UNITED
STATES
SECURITIES
AND EXCHANGE COMMISSION
WASHINGTON,
D.C. 20549
FORM
8-K
CURRENT
REPORT
PURSUANT
TO SECTION 13 OR 15(d) OF THE
SECURITIES
EXCHANGE ACT OF 1934
Date of
Report (Date of earliest event reported): June 29, 2010
Lightstone
Value Plus Real Estate Investment Trust II, Inc.
(Exact
Name of Registrant as Specified in Charter)
Maryland
|
333-151532
|
83-0511223
|
||
(State
or other jurisdiction of incorporation or organization)
|
(Commission
File Number)
|
(I.R.S.
Employer Identification No.)
|
1985
Cedar Bridge Avenue, Suite 1
Lakewood,
New Jersey 08701
(Address,
including zip code, of Principal Executive Offices)
Registrant’s
telephone number, including area code: (732) 367-0129
Check the
appropriate box below if the Form 8-K filing is intended to simultaneously
satisfy the filing obligation of the registrant under any of the following
provisions:
o Written
communications pursuant to Rule 425 under the Securities Act (17 CFR
230.425)
o Soliciting
material pursuant to Rule 14a-12 under the Exchange Act (17 CFR
240.14a-12)
o Pre-commencement
communications pursuant to Rule 14d-2(b) under the Exchange Act (17 CFR
240.14d-2(b))
o Pre-commencement
communications pursuant to Rule 13e-4(c) under the Exchange Act (17 CFR
240.13e-4(c))
1
Item
1.01
|
Entry
into Material Definitive
Agreements.
|
Purchase of a Mortgage
Loan
On June 29, 2010, Lightstone Value Plus Real Estate Investment Trust II,
Inc. (the “Company”), through Lightstone Value REIT II, LP, the
Company’s operating partnership (the
“ Operating
Partnership”), entered into an Assignment and Assumption Agreement
(the “Assignment”) with Citigroup Global Markets
Realty Corp. (the “Seller”). Under the terms of the Assignment, the
Operating Partnership purchased from the Seller a fixed-rate, nonrecourse
mortgage note (the “Loan”) for $7.857 million. In addition, the
Seller agreed to indemnify the Operating Partnership from all existing litigation as
described below. As a result of the Assignment, the
Operating Partnership
assumed all rights and obligations, with the exception of the existing
litigation, in connection with the Loan, and became the lender under the Loan.

- [Data provided]:
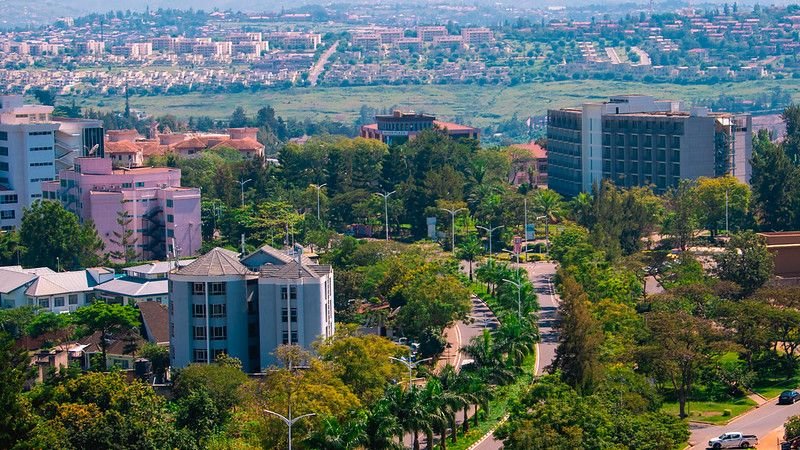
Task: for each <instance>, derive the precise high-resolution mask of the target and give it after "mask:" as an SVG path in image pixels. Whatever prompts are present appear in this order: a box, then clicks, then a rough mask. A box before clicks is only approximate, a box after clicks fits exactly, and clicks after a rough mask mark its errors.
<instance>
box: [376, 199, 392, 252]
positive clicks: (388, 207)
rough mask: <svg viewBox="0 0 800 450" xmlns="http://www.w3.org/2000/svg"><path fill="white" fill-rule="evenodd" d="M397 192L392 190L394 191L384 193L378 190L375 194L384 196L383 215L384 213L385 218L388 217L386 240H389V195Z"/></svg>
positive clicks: (387, 220) (387, 218)
mask: <svg viewBox="0 0 800 450" xmlns="http://www.w3.org/2000/svg"><path fill="white" fill-rule="evenodd" d="M395 192H397V191H392V192H386V191H384V192H383V193H381V192H376V193H375V195H380V196H381V197H383V215H384V218H385V219H386V240H387V241H388V240H389V196H390V195H392V194H394V193H395Z"/></svg>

- [Assigned task 1]:
Translate this sentence from the filing into Spanish: "Under the terms of the Assignment, the Operating Partnership purchased from the Seller a fixed-rate, nonrecourse mortgage note (the “Loan”) for $7.857 million."
- [Assigned task 2]:
Reproduce a passage from the filing: begin at the words "o Soliciting" and stop after "240.14d-2(b))".

- [Answer 1]:
Según los términos de la Cesión, la Sociedad Operativa compró al Vendedor un pagaré hipotecario a tasa fija y sin recurso (el “Préstamo”) por 7,857 millones de dólares.

- [Answer 2]:
o Soliciting
material pursuant to Rule 14a-12 under the Exchange Act (17 CFR
240.14a-12)
o Pre-commencement
communications pursuant to Rule 14d-2(b) under the Exchange Act (17 CFR
240.14d-2(b))